** Task directions **
Below are some entries; state how many of their lines include the word "tower" and give no more than that number.

[Collected data entries]
++++++
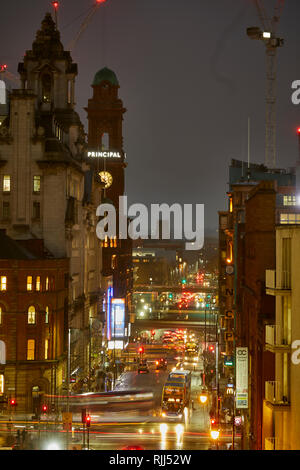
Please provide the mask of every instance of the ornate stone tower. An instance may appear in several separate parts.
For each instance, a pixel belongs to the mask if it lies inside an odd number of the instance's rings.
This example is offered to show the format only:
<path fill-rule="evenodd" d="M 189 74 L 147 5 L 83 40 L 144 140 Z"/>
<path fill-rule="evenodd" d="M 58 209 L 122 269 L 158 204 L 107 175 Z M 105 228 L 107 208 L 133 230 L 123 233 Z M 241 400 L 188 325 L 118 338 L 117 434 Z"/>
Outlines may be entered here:
<path fill-rule="evenodd" d="M 93 97 L 85 108 L 88 113 L 88 155 L 105 183 L 105 196 L 118 207 L 119 196 L 124 194 L 124 168 L 122 121 L 126 109 L 118 97 L 119 82 L 108 68 L 96 73 Z"/>

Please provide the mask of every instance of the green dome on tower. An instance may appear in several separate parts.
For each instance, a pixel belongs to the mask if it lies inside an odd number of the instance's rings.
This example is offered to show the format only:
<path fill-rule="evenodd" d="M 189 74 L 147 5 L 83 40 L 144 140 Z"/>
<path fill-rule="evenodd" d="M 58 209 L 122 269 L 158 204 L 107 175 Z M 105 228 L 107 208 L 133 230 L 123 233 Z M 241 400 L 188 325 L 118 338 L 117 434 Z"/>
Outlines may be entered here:
<path fill-rule="evenodd" d="M 104 67 L 96 73 L 93 81 L 93 85 L 100 85 L 101 82 L 110 82 L 112 85 L 119 86 L 119 82 L 115 72 Z"/>

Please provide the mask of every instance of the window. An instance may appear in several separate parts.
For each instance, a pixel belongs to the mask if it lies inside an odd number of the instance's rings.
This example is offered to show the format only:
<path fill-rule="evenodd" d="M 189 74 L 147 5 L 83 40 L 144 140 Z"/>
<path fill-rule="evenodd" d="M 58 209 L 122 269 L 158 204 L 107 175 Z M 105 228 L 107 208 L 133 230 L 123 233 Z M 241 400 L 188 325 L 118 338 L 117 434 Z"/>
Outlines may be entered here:
<path fill-rule="evenodd" d="M 284 206 L 295 206 L 296 205 L 296 196 L 283 196 L 283 205 Z"/>
<path fill-rule="evenodd" d="M 102 150 L 109 150 L 109 134 L 107 132 L 104 132 L 102 134 L 101 149 Z"/>
<path fill-rule="evenodd" d="M 1 290 L 7 289 L 7 277 L 1 276 Z"/>
<path fill-rule="evenodd" d="M 35 280 L 35 290 L 41 290 L 41 276 L 37 276 Z"/>
<path fill-rule="evenodd" d="M 7 201 L 3 201 L 2 217 L 3 217 L 3 219 L 9 219 L 10 218 L 10 205 L 9 205 L 9 202 L 7 202 Z"/>
<path fill-rule="evenodd" d="M 46 277 L 46 290 L 49 290 L 49 277 Z"/>
<path fill-rule="evenodd" d="M 45 359 L 48 359 L 49 340 L 45 339 Z"/>
<path fill-rule="evenodd" d="M 34 308 L 33 305 L 31 305 L 28 309 L 27 323 L 28 323 L 28 325 L 34 325 L 35 324 L 35 308 Z"/>
<path fill-rule="evenodd" d="M 27 341 L 27 361 L 34 361 L 35 340 Z"/>
<path fill-rule="evenodd" d="M 72 81 L 68 80 L 68 104 L 72 103 Z"/>
<path fill-rule="evenodd" d="M 49 307 L 46 307 L 46 311 L 45 311 L 45 323 L 49 323 Z"/>
<path fill-rule="evenodd" d="M 0 325 L 2 325 L 2 307 L 0 307 Z"/>
<path fill-rule="evenodd" d="M 41 177 L 36 175 L 33 177 L 33 192 L 39 193 L 40 191 L 41 191 Z"/>
<path fill-rule="evenodd" d="M 32 290 L 32 276 L 27 276 L 27 290 Z"/>
<path fill-rule="evenodd" d="M 111 257 L 111 269 L 116 269 L 117 267 L 117 255 L 112 255 Z"/>
<path fill-rule="evenodd" d="M 300 214 L 280 214 L 281 224 L 300 224 Z"/>
<path fill-rule="evenodd" d="M 4 393 L 4 375 L 0 374 L 0 393 L 3 395 Z"/>
<path fill-rule="evenodd" d="M 3 192 L 4 193 L 10 192 L 10 176 L 9 175 L 3 176 Z"/>
<path fill-rule="evenodd" d="M 40 218 L 40 203 L 37 201 L 33 203 L 33 218 L 34 219 Z"/>
<path fill-rule="evenodd" d="M 43 103 L 51 101 L 51 75 L 49 73 L 42 76 L 42 101 Z"/>

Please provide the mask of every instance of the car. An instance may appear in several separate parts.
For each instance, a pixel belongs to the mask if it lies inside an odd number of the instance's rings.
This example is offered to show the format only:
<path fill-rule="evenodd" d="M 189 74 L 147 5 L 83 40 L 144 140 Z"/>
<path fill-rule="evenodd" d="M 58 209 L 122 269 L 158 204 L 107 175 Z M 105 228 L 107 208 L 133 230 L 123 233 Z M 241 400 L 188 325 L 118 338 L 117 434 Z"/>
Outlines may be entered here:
++++++
** Answer section **
2